- [Written exercise]
Copy the rows that follow, substituting "patterned pillow" for each "floral cushion" and changing nothing else. Leave out the pictures.

— Start —

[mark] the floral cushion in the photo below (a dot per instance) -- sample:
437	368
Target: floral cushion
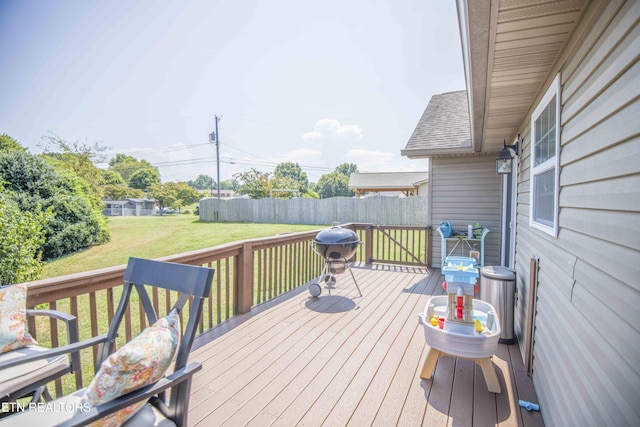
140	362
13	318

— End —

- [Written answer]
[mark] the patterned pillow in the photo below (a dot per instance) -- sample:
437	368
Target: patterned pillow
140	362
13	318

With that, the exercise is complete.